* WHAT NEEDS TO BE DONE: Copy out only the lines of the items below, from the line containing "of the mountain" up to and including the line containing "<point>170,140</point>", and shift every coordinate in the answers by adding 22 to it.

* PROVIDED MATERIAL:
## BEGIN

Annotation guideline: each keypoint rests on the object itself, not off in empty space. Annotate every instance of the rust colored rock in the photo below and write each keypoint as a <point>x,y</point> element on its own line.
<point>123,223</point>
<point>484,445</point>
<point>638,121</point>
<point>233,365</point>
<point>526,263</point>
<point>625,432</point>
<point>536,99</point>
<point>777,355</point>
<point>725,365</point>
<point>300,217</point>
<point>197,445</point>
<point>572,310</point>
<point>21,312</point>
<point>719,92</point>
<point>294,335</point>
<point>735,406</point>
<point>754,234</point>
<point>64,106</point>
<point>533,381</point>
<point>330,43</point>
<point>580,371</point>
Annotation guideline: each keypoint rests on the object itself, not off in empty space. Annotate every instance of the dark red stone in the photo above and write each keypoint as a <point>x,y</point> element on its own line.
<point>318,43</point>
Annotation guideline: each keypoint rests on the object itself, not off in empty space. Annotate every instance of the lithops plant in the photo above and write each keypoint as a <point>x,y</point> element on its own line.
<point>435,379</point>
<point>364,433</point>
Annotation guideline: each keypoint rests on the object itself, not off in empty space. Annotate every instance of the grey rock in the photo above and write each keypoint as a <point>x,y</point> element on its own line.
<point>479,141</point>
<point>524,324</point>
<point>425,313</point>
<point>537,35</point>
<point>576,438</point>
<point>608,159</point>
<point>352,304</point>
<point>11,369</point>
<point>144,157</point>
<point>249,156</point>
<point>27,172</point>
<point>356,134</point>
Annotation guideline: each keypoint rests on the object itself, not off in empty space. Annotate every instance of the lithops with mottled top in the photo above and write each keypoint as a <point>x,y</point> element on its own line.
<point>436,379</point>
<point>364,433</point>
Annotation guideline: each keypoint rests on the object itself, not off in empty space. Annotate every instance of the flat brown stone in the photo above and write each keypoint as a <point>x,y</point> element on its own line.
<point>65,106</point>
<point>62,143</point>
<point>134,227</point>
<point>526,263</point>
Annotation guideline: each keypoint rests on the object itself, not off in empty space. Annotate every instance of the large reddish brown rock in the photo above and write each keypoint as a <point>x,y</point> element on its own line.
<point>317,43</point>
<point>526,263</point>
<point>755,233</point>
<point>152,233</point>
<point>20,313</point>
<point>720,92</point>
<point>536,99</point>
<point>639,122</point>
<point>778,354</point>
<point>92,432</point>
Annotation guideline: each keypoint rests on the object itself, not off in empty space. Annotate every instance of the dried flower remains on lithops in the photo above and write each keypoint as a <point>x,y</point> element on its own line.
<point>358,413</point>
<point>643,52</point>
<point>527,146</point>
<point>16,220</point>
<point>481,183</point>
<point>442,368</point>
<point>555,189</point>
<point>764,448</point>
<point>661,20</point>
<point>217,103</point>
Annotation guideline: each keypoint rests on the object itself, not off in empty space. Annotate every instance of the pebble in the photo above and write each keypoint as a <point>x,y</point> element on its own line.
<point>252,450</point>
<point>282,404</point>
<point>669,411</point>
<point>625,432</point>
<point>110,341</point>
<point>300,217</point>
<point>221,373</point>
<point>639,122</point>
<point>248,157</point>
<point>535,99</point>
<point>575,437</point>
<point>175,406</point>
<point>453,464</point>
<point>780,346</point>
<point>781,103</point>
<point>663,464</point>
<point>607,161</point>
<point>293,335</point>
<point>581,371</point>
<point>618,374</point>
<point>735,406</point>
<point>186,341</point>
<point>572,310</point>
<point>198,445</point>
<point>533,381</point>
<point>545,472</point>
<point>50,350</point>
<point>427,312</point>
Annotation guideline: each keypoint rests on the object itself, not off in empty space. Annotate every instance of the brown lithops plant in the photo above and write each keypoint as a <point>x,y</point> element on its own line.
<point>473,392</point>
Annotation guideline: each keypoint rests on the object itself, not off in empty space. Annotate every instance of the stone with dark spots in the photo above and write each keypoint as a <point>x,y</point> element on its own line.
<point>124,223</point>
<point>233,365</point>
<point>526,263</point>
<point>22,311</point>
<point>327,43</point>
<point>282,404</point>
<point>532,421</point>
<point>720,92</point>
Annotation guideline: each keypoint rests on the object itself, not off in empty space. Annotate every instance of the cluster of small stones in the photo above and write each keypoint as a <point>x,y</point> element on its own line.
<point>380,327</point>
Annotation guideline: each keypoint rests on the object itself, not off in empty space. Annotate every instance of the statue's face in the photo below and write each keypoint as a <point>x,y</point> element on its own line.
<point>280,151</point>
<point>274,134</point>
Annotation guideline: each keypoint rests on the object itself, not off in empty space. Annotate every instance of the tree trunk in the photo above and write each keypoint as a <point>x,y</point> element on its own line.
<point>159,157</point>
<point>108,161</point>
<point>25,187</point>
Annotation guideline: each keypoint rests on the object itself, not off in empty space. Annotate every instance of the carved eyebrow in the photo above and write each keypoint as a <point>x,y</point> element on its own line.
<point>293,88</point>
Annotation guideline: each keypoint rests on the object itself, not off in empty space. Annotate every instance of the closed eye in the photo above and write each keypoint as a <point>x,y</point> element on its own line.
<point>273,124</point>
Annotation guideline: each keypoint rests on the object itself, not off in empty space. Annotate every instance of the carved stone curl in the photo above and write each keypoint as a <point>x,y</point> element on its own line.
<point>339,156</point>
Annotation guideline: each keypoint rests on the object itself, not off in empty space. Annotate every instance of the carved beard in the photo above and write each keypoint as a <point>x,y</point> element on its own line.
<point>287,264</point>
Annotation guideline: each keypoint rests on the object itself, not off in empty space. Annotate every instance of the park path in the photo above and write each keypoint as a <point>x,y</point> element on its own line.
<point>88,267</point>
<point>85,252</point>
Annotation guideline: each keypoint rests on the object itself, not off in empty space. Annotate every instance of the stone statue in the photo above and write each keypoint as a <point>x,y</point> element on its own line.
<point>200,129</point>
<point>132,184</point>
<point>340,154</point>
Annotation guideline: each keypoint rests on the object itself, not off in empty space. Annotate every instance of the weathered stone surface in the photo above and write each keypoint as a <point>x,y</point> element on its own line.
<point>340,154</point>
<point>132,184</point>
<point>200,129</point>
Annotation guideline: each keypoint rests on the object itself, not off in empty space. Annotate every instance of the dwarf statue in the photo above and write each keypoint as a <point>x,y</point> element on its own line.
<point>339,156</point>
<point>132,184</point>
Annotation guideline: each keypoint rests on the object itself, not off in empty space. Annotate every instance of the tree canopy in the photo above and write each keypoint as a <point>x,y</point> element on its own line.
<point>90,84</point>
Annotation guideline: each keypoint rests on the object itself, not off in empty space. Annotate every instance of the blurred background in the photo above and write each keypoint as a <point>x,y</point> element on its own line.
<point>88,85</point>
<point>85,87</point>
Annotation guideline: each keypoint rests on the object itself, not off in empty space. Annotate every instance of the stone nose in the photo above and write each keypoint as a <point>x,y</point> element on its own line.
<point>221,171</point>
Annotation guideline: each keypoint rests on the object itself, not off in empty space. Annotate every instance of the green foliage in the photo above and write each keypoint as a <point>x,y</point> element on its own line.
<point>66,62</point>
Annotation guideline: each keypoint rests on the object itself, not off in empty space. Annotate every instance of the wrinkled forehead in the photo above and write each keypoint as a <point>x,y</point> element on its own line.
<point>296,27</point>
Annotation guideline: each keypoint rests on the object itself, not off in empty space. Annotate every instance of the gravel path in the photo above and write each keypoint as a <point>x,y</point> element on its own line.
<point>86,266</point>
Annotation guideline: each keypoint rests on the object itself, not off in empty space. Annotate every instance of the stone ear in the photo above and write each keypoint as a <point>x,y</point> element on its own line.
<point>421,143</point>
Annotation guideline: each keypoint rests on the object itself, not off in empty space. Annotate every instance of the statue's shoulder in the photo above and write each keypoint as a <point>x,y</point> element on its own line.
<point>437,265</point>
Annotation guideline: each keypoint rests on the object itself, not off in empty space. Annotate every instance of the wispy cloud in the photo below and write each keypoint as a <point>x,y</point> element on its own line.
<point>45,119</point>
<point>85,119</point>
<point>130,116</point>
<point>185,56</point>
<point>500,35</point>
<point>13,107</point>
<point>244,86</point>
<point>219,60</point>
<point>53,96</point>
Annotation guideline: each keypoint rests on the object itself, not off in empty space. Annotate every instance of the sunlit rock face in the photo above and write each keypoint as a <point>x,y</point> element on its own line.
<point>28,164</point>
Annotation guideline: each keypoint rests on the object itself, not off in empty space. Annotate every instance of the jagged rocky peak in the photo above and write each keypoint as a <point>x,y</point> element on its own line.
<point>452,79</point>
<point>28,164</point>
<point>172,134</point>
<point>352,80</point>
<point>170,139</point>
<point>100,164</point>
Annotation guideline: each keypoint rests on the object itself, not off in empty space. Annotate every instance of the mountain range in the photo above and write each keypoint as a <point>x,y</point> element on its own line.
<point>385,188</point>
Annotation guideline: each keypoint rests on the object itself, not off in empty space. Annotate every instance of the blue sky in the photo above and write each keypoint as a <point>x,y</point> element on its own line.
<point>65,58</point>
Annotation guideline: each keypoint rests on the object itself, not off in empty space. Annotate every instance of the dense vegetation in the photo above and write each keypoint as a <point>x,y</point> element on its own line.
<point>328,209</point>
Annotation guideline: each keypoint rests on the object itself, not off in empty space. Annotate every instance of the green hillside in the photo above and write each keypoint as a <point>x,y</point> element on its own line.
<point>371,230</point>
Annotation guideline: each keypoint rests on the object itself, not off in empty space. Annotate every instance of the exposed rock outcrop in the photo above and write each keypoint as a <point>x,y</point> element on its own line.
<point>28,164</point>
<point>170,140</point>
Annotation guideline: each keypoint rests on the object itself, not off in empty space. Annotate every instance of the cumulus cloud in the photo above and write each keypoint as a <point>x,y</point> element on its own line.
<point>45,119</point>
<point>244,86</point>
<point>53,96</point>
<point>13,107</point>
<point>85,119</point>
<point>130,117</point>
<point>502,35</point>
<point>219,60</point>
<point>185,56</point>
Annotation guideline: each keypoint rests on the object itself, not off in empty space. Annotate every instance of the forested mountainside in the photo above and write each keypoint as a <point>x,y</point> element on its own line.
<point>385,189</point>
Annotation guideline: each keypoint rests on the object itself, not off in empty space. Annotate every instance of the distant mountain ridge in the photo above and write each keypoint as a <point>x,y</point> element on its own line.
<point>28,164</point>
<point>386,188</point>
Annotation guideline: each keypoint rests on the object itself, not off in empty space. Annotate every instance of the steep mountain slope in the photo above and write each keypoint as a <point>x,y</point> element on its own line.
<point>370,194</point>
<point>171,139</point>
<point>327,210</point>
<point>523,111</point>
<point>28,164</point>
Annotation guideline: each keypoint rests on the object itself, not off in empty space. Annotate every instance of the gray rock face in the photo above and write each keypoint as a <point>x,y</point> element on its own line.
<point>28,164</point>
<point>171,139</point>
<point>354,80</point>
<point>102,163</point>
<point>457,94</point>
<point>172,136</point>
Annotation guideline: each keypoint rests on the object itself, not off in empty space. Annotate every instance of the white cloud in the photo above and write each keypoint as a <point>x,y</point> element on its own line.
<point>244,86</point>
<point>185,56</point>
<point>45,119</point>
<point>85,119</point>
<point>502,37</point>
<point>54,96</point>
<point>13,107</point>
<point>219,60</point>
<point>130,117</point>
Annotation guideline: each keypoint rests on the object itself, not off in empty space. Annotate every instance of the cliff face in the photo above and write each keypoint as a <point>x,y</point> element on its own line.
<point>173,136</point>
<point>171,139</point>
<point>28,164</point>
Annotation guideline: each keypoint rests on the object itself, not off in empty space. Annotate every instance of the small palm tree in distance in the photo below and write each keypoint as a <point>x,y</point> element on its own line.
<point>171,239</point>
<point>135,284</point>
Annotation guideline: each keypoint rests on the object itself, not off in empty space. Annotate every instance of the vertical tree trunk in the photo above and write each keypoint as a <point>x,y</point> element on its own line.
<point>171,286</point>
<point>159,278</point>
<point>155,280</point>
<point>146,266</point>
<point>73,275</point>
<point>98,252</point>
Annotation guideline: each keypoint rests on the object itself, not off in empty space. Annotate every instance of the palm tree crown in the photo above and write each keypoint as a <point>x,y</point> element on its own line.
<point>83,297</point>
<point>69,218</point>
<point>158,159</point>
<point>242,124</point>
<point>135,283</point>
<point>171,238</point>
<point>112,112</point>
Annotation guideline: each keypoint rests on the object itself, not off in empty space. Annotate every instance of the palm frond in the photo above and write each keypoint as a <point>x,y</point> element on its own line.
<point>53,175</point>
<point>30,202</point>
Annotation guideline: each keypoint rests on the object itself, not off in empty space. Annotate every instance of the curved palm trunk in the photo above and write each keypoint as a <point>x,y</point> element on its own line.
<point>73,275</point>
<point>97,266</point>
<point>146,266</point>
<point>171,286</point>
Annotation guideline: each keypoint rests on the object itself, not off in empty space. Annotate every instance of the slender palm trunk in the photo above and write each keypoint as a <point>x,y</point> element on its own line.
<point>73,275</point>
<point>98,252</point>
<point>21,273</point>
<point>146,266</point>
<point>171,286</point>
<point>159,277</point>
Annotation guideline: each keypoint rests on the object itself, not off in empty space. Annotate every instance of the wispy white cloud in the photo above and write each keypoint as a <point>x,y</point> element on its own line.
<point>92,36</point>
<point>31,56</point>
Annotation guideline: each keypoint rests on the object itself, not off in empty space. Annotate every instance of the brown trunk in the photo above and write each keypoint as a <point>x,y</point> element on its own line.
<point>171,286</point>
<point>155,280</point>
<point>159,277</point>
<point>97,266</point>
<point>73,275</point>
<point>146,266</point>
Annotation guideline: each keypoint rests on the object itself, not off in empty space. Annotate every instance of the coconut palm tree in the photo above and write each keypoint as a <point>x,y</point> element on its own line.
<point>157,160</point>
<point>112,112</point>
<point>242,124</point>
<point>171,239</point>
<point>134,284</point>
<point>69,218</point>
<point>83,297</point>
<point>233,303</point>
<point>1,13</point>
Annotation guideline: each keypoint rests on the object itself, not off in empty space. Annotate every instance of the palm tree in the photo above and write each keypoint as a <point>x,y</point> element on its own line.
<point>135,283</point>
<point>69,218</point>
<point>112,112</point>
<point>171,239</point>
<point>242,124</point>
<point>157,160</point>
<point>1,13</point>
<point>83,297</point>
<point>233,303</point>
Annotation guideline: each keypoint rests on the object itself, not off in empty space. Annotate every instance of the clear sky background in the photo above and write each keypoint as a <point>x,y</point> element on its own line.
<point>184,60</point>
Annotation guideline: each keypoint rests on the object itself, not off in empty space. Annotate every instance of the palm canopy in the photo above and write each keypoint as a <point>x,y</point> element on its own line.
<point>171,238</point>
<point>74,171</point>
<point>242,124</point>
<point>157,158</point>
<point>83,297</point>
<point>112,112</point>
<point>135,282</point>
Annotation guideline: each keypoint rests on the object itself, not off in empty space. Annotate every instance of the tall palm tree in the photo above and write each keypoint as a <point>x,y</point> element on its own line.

## END

* EXERCISE ANSWER:
Annotation guideline: each keypoint rests on the object itself, not off in empty space. Annotate every instance of the mountain range in the photo above and write each keypoint as a <point>x,y</point> element on its own line.
<point>407,210</point>
Annotation guideline: each keypoint rests on the object itself, not off in empty space. Annotate every instance of the blue sky in the photo above and write each keypoint as a <point>x,y</point> element on its own line.
<point>87,80</point>
Annotation guideline: each keypoint rests on the object itself, not off in empty space. Annotate every instance of the dense vegetation in the photo above and write each keypoint as a <point>x,y</point> element on its own line.
<point>350,231</point>
Annotation guideline: each keypoint rests on the object itself, not off in empty space. Annotate every instance of the green hillside in the photo above and write each keypoint as a <point>x,y</point> element on its own line.
<point>393,252</point>
Annotation guideline: each keypoint rests on the object itself, not off in empty space. Annotate every instance of the exposed rock outcrop in the photo above and write each keypoint as a <point>x,y</point> element on its own line.
<point>50,186</point>
<point>192,162</point>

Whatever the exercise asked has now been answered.